**CONSIGNE:**
Répondez aux questions suivantes à partir de l'extrait sur Monteverdi :
1. Quel compositeur entreprend, selon l'extrait, de parcourir le chemin inverse de celui de Monteverdi ?
2. Quelles pièces Paolo da Col insère-t-il à l'intérieur de la messe ?
3. Qui a composé le motet « in illo tempore » ?

Le passage de la prima à la seconda prattica n’a guère d’équivalent dans l’histoire de la musique. Monteverdi change presque tout : les carrures, les transitions harmoniques, l’expression, la respiration. D’une musique d’astronome, décrivant, à sa manière, l’inaltérable constance des révolutions supralunaires, il invente une musique sublunaire, imitant les montagnes, le vent, les passions. La mimétique prend le pas sur l’arithmétique. Ce régime, à peu d’exceptions près, durera quatre siècles, avant que Schoenberg n’entreprenne de parcourir le chemin inverse.
L’histoire des arts ne nous habitue pas à d’aussi brusques torsions : souvent, chaque génie apporte sa touche à une évolution relativement régulière. Mozart, Beethoven, Debussy furent peut-être animés d’une imagination musicale plus puissante que celle de Monteverdi. En revanche, seuls Monteverdi et Schoenberg purent changer le cadre théorique par lequel on conçoit la musique : avec eux, c’est l’ambition même de la musique, c’est sa parentèle scientifique, c’est sa visée théologique qui sont changées. Monteverdi arrache la musique aux sciences du nombre pour l’amener auprès des arts du verbe.
C’est tout cela que l’ensemble Odhecaton nous permet de percevoir : Paolo da Col tisse à l’intérieur de la messe, que Monteverdi a écrite à la manière franco-flamande, deux stances d’un Salve Regina et un Regina Coeli tout récemment redécouverts et inédits au disque. A côté du calme et régulier développement de la messe en style en ancien, ce Salve Regina et ce Regina Coeli sonnent comme des madrigaux, haletants, passionnés, contrastés. Ces incises sont bienvenues : rien ne peut mieux faire percevoir la rupture entre les deux esthétiques ; rien ne peut mieux montrer combien Monteverdi excelle dans chacune d’elle.
L’enregistrement contient en outre quelques pages de Giaches de Wert (1535-1596), compositeur flamand de la cour des Gonzague, une génération plus âgé que Monteverdi, ainsi que le motet « in illo tempore » de Nicolas Gombert (c. 1495 – c. 1560) relatant un épisode de la vie du Christ, où Monteverdi puise le matériau mélodique de sa messe. Monteverdi, en 1610, après les deux œuvres fondatrices de la seconda prattica que sont le Cinquième livre des madrigaux (1605), après l’Orfeo (1607), au moment où les attaques contre le nouveau style qu’il a instauré deviennent plus drues, ne choisit pas ce motet au hasard : « In illo tempore », « en ce temps-là », renvoie à l’ancien régime de la musique, au stile antico hérité de la tradition josquinienne et qu’il choisit de reprendre pour cette messe. Cette lecture de la querelle esthétique à travers le texte du motet choisi par Monteverdi ne fait aucun doute : « en ce temps-là, comme Jésus parlait aux foules, une femme, élevant la voix de la foule, dit : « heureux le ventre qui t’a porté et les mamelles que tu as sucées ! ». Mais lui, il répondit : « heureux plutôt ceux qui écoutent le Verbe de Dieu et qui le gardent ».

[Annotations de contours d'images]
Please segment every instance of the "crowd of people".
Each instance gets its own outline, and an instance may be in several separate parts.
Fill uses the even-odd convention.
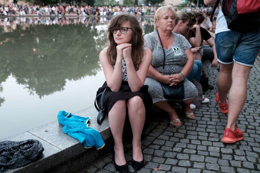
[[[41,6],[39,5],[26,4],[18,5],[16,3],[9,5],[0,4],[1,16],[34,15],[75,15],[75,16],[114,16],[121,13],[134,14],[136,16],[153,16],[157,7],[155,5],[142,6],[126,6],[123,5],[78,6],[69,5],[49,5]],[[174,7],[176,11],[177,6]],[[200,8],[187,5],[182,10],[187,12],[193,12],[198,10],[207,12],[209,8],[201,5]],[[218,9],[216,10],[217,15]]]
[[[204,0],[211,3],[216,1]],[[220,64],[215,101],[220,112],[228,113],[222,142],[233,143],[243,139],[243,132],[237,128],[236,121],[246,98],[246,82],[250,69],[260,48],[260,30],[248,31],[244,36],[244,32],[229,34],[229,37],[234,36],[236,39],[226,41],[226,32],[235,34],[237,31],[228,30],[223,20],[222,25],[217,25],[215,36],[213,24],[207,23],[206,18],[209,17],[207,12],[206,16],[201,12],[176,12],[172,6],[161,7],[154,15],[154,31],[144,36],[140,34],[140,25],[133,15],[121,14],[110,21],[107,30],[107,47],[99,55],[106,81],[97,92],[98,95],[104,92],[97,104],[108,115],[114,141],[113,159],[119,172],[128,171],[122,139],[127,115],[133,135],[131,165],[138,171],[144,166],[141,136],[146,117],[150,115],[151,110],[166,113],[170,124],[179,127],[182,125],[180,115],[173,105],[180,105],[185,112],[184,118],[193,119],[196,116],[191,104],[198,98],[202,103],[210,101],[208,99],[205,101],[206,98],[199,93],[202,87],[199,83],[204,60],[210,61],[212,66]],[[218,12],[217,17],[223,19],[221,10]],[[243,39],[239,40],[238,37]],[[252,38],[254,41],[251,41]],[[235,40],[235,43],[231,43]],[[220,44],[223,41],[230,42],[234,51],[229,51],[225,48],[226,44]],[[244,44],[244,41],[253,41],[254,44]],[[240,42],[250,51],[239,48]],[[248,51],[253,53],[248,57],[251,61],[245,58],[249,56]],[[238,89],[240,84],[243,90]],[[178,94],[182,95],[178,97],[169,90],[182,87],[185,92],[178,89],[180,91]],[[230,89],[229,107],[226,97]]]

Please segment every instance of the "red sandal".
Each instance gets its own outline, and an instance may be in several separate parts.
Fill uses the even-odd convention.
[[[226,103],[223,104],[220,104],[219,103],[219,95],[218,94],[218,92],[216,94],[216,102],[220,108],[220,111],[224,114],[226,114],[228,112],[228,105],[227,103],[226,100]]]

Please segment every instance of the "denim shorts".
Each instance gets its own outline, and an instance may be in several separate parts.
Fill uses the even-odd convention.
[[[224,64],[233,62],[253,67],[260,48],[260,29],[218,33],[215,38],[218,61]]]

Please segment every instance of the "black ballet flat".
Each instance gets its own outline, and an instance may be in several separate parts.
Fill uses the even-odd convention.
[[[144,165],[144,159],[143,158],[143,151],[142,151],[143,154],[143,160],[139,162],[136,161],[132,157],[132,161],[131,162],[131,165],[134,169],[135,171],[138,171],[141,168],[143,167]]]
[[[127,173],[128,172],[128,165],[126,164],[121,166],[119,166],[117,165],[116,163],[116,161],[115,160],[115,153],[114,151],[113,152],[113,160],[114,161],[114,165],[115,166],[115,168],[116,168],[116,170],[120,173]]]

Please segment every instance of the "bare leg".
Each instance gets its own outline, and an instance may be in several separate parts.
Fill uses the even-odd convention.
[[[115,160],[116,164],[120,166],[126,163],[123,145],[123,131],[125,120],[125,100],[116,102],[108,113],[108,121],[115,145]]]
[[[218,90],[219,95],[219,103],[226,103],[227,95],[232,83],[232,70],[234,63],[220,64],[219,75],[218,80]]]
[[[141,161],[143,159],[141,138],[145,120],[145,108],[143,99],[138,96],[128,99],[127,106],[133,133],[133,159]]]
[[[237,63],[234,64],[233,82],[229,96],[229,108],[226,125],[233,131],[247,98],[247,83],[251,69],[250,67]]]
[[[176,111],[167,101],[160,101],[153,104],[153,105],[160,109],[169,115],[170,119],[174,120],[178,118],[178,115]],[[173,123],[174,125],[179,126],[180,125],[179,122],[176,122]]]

* * *

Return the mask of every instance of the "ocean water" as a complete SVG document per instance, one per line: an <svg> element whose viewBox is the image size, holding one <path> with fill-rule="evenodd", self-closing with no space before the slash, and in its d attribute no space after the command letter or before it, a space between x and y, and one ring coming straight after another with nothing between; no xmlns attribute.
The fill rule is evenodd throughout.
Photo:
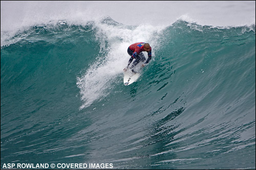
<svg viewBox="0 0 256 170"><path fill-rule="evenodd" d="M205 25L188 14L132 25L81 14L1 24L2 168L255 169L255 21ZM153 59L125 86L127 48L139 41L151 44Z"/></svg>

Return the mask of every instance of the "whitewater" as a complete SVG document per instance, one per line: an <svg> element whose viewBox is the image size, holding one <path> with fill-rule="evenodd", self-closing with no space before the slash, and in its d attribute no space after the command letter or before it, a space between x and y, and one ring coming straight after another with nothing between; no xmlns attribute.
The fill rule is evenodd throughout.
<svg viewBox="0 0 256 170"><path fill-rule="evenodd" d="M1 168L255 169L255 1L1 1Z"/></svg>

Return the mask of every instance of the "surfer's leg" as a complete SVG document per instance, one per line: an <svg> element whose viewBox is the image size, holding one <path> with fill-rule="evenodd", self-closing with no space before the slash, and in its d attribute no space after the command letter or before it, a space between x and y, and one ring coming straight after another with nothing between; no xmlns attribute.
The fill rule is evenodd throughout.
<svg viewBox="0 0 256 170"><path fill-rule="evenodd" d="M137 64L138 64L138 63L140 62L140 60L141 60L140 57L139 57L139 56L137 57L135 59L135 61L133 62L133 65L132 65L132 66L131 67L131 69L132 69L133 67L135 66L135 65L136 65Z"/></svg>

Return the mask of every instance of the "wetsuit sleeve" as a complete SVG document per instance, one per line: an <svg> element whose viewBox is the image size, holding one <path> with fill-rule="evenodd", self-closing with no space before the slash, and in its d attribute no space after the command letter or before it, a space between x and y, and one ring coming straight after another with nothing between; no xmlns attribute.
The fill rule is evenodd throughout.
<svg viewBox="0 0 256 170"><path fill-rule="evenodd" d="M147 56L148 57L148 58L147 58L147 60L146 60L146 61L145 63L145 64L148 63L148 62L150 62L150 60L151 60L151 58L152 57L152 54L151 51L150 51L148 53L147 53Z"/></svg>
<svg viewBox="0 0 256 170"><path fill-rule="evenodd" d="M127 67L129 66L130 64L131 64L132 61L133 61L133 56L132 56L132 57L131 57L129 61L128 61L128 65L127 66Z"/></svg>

**RÉPONSE:**
1. Schoenberg.
2. Deux stances d'un Salve Regina et un Regina Coeli.
3. Nicolas Gombert.